Boundary annotation records
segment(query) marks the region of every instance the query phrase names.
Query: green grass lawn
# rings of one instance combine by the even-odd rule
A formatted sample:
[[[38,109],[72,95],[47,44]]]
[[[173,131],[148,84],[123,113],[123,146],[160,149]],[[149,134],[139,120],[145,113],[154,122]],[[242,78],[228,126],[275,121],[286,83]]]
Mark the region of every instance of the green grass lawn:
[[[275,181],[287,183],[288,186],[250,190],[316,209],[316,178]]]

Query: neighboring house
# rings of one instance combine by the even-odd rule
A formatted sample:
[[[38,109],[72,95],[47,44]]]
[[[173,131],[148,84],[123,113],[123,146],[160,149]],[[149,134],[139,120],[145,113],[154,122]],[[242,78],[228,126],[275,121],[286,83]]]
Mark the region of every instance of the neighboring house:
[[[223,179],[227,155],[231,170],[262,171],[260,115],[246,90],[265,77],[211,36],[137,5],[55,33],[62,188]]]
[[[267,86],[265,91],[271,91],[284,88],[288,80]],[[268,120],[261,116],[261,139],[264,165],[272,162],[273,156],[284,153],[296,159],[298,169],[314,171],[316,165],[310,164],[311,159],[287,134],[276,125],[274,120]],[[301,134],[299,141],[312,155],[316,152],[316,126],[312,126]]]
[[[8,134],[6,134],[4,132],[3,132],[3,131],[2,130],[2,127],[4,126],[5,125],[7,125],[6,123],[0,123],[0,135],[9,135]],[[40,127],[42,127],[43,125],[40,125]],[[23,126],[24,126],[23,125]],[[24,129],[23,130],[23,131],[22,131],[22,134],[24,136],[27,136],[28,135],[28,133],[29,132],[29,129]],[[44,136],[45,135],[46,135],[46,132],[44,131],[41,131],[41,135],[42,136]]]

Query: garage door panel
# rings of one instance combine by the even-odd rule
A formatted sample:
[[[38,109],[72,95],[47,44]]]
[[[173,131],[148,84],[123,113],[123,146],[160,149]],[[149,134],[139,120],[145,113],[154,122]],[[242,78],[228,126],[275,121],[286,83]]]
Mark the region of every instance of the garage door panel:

# OBJECTIVE
Rewrite every line of the items from their beginning through the line containing "[[[275,181],[287,183],[288,186],[250,190],[316,209],[316,178]]]", including both of those lines and the requests. Add 93 to each coordinate in the answers and leave all other numbers unchanged.

# EXERCISE ANSWER
segment(query) marks the region of every instance the query phrase names.
Query: green grass lawn
# rings of one instance combine by the even-odd rule
A formatted sample:
[[[38,109],[72,95],[47,44]]]
[[[173,131],[148,84],[123,113],[123,146],[160,149]],[[149,134],[139,120],[145,113],[154,122]],[[242,78],[228,126],[275,121],[286,83]]]
Mark the region of every instance of the green grass lawn:
[[[368,274],[380,276],[381,279],[343,283],[409,302],[409,271]]]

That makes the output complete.